Stored records

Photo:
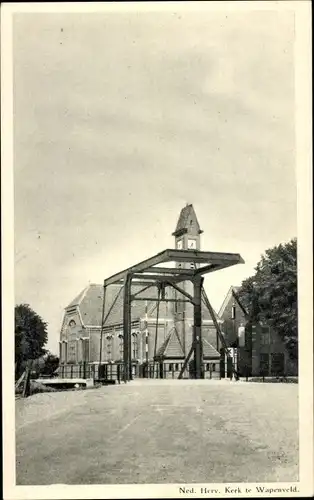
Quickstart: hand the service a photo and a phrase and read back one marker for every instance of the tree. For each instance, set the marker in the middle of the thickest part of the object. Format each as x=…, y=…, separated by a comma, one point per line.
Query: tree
x=270, y=296
x=30, y=336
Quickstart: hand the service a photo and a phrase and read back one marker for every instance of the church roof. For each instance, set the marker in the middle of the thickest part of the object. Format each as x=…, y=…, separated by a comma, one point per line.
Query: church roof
x=186, y=213
x=90, y=303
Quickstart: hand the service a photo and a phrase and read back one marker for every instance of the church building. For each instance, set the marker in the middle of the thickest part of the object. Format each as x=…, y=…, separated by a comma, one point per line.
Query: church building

Short task
Render every item above as a numbered list, skipping blank lines and leaving out the pictures.

Task solution
1. Photo:
2. Quickstart: hand the service a photo and a phrase and read back one marker for every instance of the tree. For each instance, set the marker in the middle of the thickest part of the object. Format each as x=…, y=…, separated by a comma, one point per line.
3. Query: tree
4. x=270, y=296
5. x=30, y=336
6. Quickstart: hand the service a photo and a phrase and read back one marker for every instance of the church roof. For each instance, set the marker in the middle of the thickest part of the object. Format each as x=…, y=…, separated by a comma, one point per line.
7. Query: church roof
8. x=186, y=213
9. x=90, y=303
10. Quickstart: hand the service a photo and a phrase and read back one marker for every instance of the church building. For each instance, set the marker in the middle of the thickest part of the object. Format each as x=…, y=…, separated by a comma, one point per line.
11. Query: church building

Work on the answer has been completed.